Take the data below and extract the lines from the one with "Query: blue fabric" to the one with "Query: red and white striped panel", inclusive, exactly as written.

START Dataset content

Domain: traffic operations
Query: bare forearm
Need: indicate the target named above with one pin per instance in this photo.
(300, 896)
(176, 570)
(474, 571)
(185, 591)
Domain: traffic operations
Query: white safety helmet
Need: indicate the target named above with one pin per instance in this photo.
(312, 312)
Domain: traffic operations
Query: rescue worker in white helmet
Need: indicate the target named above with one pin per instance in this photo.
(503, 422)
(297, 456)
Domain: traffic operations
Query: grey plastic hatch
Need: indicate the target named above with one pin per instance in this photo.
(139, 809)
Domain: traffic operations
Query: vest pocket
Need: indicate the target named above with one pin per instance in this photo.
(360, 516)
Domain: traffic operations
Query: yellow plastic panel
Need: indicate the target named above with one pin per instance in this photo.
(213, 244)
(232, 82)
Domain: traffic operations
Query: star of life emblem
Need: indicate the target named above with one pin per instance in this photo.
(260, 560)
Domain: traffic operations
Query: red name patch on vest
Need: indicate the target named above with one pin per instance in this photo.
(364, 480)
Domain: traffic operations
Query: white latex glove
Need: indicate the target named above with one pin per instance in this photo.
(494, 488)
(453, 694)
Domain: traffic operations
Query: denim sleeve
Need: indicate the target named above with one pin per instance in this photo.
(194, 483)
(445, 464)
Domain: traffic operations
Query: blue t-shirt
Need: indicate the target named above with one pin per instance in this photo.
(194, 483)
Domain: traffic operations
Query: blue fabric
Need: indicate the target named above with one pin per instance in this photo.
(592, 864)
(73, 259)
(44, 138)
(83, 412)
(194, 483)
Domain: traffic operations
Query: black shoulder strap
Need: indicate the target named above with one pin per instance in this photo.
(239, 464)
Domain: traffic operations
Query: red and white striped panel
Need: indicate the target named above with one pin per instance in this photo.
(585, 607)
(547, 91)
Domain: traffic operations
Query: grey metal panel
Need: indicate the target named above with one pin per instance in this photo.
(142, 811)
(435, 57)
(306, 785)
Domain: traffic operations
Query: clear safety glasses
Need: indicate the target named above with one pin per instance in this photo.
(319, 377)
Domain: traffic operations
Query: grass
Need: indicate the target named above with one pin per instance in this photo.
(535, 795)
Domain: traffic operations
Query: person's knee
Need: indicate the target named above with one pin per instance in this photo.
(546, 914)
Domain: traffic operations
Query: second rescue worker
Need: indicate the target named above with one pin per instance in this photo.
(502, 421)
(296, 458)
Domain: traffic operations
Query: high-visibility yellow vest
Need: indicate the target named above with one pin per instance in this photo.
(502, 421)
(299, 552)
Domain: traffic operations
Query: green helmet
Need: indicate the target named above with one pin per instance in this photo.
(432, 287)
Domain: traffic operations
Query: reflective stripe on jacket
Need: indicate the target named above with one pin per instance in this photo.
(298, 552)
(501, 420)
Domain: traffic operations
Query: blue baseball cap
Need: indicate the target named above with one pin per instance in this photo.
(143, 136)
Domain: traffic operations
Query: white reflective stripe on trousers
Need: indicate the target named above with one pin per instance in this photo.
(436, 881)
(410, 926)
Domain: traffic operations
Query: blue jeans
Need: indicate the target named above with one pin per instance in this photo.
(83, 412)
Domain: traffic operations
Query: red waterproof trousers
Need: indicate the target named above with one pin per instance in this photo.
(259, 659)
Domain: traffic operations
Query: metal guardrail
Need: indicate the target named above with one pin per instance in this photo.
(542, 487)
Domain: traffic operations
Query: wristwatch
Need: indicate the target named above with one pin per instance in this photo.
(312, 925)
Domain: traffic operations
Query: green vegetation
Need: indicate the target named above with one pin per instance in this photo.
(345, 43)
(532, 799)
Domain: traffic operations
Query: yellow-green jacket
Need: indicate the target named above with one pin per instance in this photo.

END Dataset content

Your solution:
Query: blue fabric
Need: indicate the target named above with one pin per instance in this photo.
(592, 864)
(73, 259)
(44, 138)
(83, 412)
(194, 483)
Domain: traffic operations
Query: black shoulder strap
Need: indicate the target named above with one pin per instance in this photo.
(239, 464)
Domain: traffic operations
Query: red and white striped panel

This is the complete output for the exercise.